EXERCISE BRIEF. Set down the records below in full, exactly as they read.

TASK MATERIAL.
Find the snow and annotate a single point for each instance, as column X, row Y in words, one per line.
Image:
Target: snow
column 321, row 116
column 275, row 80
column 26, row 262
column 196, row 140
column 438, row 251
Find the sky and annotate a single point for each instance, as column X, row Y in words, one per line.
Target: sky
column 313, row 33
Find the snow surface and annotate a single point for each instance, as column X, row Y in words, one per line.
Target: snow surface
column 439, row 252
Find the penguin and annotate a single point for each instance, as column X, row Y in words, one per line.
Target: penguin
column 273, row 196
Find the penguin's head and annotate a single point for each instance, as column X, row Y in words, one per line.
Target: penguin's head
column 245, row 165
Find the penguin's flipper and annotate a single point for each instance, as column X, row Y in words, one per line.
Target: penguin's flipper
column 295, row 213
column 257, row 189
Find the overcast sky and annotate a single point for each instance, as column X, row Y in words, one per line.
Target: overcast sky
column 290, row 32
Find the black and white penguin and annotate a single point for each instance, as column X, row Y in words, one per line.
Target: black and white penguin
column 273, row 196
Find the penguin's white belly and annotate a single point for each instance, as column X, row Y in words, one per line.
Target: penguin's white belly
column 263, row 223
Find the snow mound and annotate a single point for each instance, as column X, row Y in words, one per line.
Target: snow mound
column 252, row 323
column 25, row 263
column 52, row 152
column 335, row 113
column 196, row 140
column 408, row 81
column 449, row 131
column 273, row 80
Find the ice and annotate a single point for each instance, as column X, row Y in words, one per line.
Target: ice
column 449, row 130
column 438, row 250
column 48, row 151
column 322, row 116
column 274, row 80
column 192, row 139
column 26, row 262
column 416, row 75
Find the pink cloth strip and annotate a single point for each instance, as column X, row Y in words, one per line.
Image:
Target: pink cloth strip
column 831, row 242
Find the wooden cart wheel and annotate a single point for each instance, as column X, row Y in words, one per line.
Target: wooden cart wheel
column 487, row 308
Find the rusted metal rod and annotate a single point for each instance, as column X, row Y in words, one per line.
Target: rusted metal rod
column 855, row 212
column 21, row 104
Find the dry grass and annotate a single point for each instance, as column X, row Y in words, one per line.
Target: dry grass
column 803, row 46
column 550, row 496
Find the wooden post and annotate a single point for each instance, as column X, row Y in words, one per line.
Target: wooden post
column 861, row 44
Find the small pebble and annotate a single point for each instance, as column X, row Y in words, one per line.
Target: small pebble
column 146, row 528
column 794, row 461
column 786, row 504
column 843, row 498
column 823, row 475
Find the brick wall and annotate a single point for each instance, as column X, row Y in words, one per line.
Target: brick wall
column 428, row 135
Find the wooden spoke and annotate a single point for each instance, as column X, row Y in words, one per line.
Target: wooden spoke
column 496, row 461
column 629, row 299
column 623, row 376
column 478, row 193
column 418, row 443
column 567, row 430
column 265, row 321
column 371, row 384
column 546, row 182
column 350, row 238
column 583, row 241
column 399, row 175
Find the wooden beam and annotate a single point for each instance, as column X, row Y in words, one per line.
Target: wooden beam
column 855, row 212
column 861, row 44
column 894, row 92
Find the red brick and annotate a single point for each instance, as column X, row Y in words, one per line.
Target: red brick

WRITTEN RESPONSE.
Find the snow and annotate a single point for each instance, as column X, row Y in words, one per line.
Image:
Target: snow
column 321, row 116
column 275, row 80
column 26, row 262
column 196, row 140
column 438, row 251
Find the sky and annotate a single point for each instance, as column X, row Y in words, one per line.
Target: sky
column 313, row 33
Find the snow surface and annotate a single point for each instance, as column X, row Y in words, one per line.
Target: snow surface
column 439, row 252
Find the penguin and annotate a single point for each instance, as column X, row Y in words, one per line.
Target: penguin
column 273, row 196
Find the penguin's head and annotate a single point for each instance, as column X, row Y in words, one per line.
Target: penguin's head
column 245, row 165
Find the penguin's flipper and annotate a single point for each instance, as column X, row Y in words, one per line.
Target: penguin's flipper
column 295, row 213
column 257, row 189
Find the overcast sky and annotate a single point for each instance, as column X, row Y in words, one per line.
Target: overcast sky
column 290, row 32
Find the black and white penguin and annotate a single point for each instance, as column X, row Y in words, one per line.
Target: black and white penguin
column 273, row 196
Find the penguin's white belly and annotate a single point for each instance, as column X, row Y in words, one per line.
Target: penguin's white belly
column 263, row 223
Find the snow mound and annotate a single point for each instance, as column X, row Y in words, one per line.
Target: snow mound
column 252, row 323
column 25, row 263
column 52, row 152
column 335, row 113
column 196, row 140
column 408, row 81
column 449, row 131
column 273, row 80
Find the ice and annotate a single point for each instance, as column X, row Y in words, one per line.
Target: ice
column 449, row 130
column 438, row 250
column 48, row 151
column 322, row 116
column 274, row 80
column 192, row 139
column 26, row 262
column 416, row 75
Find the pink cloth strip and annotate a single point for each instance, as column X, row Y in words, one per line.
Image:
Target: pink cloth strip
column 831, row 242
Find the wooden cart wheel and annotate a single point for each instance, as column X, row Y in words, one per line.
Target: wooden cart wheel
column 487, row 308
Find the rusted metal rod and annotate a single point for each instance, as column X, row Y in words, one per line.
Target: rusted metal rod
column 855, row 212
column 21, row 104
Find the dry grass and annotate a single point for each instance, as column X, row Y in words, one per line.
Target: dry grass
column 803, row 46
column 550, row 496
Find the wooden post and annotate a single point for each instance, as column X, row Y in words, one per line.
Target: wooden post
column 861, row 44
Find the small pebble and annotate a single point for each instance, as column X, row Y in words, one per line.
Target: small pebble
column 146, row 528
column 794, row 461
column 786, row 504
column 843, row 498
column 823, row 475
Find the brick wall and annotate a single point for each instance, as column X, row Y in words, one per line.
Target: brick wall
column 428, row 135
Find the wooden spoke and annotate a single point for each instance, as column X, row Y in words, one per line.
Target: wooden spoke
column 496, row 461
column 629, row 299
column 623, row 376
column 478, row 193
column 418, row 443
column 567, row 430
column 265, row 321
column 371, row 384
column 546, row 182
column 350, row 238
column 583, row 241
column 399, row 175
Find the wooden beam and annotate a single point for each instance, as column X, row Y in words, one per line.
Target: wooden beam
column 855, row 212
column 861, row 44
column 894, row 92
Find the red brick and annotate a single point for each instance, as column X, row Y in words, one per line.
Target: red brick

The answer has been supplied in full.